* Text segment
==============================

STDs top infectious diseases among Salt Lake County residents

This week, Salt Lake County Health Department released its Infectious Diseases Morbidity Report 2017, which provides demographic data for the most commonly reported infectious diseases affecting Salt Lake County residents.

The top five reported diseases in Salt Lake County are:

  • Chlamydia
  • Gonorrhea
  • Hepatitis C (both acute and chronic)
  • Influenza (hospitalized cases)
  • Tuberculosis (latent)

“Sexually transmitted diseases continue to be our most frequently reported diseases in the county,” said Dr. Dagmar Vitek, SLCoHD medical director. “Besides chlamydia and gonorrhea at the top of list, syphilis and new HIV infections also make the top 20. This is a big reminder that everyone who is sexually active should be tested for STDs.”

Because not every instance of a reportable disease is reported to the health department (though it is supposed to be), the number of cases reported for each infectious disease is very likely less than the actual number of cases circulating in the community.

Since the 2016 report, cryptosporidiosis and shigellosis have dropped off the top 20 list, with hepatitis A (#13) and viral and aseptic meningitis (#19 and #20, respectively) entering the top 20 for 2017.

==============================

* Records supplied
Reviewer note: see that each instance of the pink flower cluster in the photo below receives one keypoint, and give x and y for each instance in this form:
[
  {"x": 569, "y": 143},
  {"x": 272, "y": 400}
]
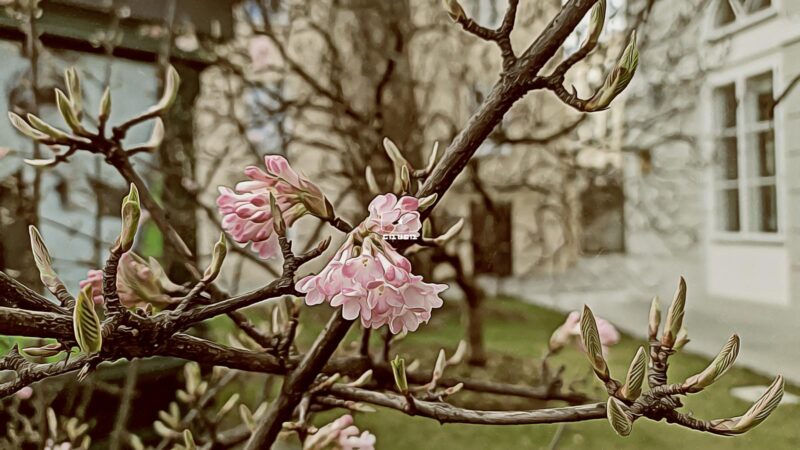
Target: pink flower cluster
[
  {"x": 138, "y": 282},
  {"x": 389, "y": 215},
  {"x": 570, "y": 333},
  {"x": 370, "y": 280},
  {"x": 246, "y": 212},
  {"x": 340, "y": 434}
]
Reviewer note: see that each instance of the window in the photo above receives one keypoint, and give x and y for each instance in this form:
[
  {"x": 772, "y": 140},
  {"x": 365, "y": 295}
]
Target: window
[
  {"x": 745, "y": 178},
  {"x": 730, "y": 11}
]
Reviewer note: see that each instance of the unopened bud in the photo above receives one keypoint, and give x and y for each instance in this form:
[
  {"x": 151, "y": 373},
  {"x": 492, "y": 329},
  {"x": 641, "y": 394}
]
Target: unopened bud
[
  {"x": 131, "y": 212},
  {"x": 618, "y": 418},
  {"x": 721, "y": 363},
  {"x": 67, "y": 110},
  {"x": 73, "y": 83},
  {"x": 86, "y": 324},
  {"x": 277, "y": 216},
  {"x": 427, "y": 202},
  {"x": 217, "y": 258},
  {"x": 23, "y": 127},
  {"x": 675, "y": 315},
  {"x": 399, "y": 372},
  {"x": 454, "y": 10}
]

==============================

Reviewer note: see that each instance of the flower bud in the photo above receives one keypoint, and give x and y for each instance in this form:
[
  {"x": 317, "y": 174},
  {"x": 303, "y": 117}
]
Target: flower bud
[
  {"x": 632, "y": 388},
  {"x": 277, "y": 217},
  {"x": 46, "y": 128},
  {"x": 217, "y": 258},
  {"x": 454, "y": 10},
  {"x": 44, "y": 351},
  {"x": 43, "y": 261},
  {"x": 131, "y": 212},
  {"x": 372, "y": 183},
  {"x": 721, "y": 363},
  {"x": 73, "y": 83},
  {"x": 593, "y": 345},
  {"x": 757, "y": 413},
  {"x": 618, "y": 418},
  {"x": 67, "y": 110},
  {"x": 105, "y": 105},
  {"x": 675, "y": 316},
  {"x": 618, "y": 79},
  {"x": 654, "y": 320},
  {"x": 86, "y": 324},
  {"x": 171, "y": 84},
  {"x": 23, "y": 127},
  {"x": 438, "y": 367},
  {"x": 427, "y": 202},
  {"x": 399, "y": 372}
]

==============================

* Prompt A
From the article on infectious diseases in Salt Lake County, copy word for word the part that opens with the words containing "This week, Salt" and closes with "acute and chronic)".
* Prompt B
According to the article on infectious diseases in Salt Lake County, which two diseases dropped off the top 20 list since the 2016 report?
* Prompt C
Can you extend the article on infectious diseases in Salt Lake County, picking up after its last sentence?

* Answer box A
This week, Salt Lake County Health Department released its Infectious Diseases Morbidity Report 2017, which provides demographic data for the most commonly reported infectious diseases affecting Salt Lake County residents.

The top five reported diseases in Salt Lake County are:

  • Chlamydia
  • Gonorrhea
  • Hepatitis C (both acute and chronic)

* Answer box B
Cryptosporidiosis and shigellosis.

* Answer box C
Utah law requires that the diagnosis or identification of over 80 infectious diseases be reported to public health for ongoing surveillance and investigation. SLCoHD Epidemiology and Infectious Disease Bureaus collect reportable data from laboratories, hospitals, medical providers and outpatient clinics, then investigate each report through patient interview and/or chart abstraction and analyze the data. The health department uses the data to implement appropriate control and prevention measures; in 2017, the department investigated over 14,000 reports of disease in the county to determine the source of infection and interrupt transmission.

The full 2017 report is available at, along with a weekly infectious disease surveillance report.

“These reports are a resource for healthcare providers, public health practitioners, community partners and the public at large,” said Vitek. “We must all work together to help control the spread of disease—and for the public, that primarily means getting tested.”